Extracted text |
-*-*-

MIT has been awarded $2 million for undergraduate biology education from the Howard Hughes Medical Institute (HHMI), which awarded a total of $80 million to 44 research universities.

The grants will support programs that help graduate students and postdoctoral fellows hone their teaching skills. Other programs will bring emerging scientific disciplines such as genomics and computational biology into the undergraduate curriculum and encourage minorities to pursue careers in science.

"We're very excited about the opportunities that this new HHMI grant will provide for our undergraduate educational programs and are highly appreciative of the support that HHMI has provided," said Robert T. Sauer, professor of biology and department head.

The four-year grants range from $1.2 million to $2.2 million each. A panel of scientists and educators reviewed proposals from 189 institutions.
"Biology is progressing so rapidly and interfacing with so many other disciplines that undergraduate teaching runs the risk of substituting quantity for quality," said HHMI president Thomas R. Cech, a Nobel prize-winning biochemist. "Through these grants, [HHMI] is providing resources to help universities bring their undergraduate science teaching up to the level of their research programs."

The new grants support programs that bring undergraduate teaching and research closer together, as well as those that expose undergraduates to emerging fields in biology and to the increasingly interdisciplinary nature of the life sciences. They also aid efforts to attract minorities to science. The funding supports interdisciplinary laboratory courses in areas such as bioinformatics, proteomics and tissue engineering, as well as new faculty, laboratory equipment, curriculum development and student research opportunities.

-*-*-

[Point localization data]
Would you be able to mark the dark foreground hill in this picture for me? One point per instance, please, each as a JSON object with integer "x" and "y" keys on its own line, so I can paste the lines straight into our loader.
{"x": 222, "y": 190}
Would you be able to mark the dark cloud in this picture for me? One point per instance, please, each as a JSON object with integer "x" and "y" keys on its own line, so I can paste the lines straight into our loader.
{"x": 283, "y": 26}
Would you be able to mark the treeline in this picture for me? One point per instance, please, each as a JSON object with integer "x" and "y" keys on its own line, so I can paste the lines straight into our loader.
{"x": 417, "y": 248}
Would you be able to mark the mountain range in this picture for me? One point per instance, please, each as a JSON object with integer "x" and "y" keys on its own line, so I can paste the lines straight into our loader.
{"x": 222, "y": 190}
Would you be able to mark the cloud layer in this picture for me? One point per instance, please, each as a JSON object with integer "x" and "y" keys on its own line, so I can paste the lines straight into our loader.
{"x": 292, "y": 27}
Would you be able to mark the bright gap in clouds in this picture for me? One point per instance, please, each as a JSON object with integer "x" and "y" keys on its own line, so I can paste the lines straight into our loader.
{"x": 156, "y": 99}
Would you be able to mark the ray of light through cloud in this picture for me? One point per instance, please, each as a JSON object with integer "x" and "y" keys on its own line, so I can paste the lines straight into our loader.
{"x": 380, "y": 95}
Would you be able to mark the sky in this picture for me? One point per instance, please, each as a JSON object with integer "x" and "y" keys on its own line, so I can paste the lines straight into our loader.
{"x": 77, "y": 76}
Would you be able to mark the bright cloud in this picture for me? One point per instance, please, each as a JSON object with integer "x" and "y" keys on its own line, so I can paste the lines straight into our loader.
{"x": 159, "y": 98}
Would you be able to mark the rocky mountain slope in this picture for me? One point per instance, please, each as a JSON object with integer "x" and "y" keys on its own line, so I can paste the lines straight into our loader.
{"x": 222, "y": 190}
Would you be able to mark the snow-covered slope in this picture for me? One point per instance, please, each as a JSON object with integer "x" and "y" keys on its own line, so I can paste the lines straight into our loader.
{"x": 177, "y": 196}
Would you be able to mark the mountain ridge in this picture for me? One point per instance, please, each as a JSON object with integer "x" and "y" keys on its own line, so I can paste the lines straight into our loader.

-*-*-

Requirement | Transcribe the stretch of the HHMI grant article from "MIT has been" through "44 research universities.". The records are separate material, independent of the HHMI grant article.

Response |
MIT has been awarded $2 million for undergraduate biology education from the Howard Hughes Medical Institute (HHMI), which awarded a total of $80 million to 44 research universities.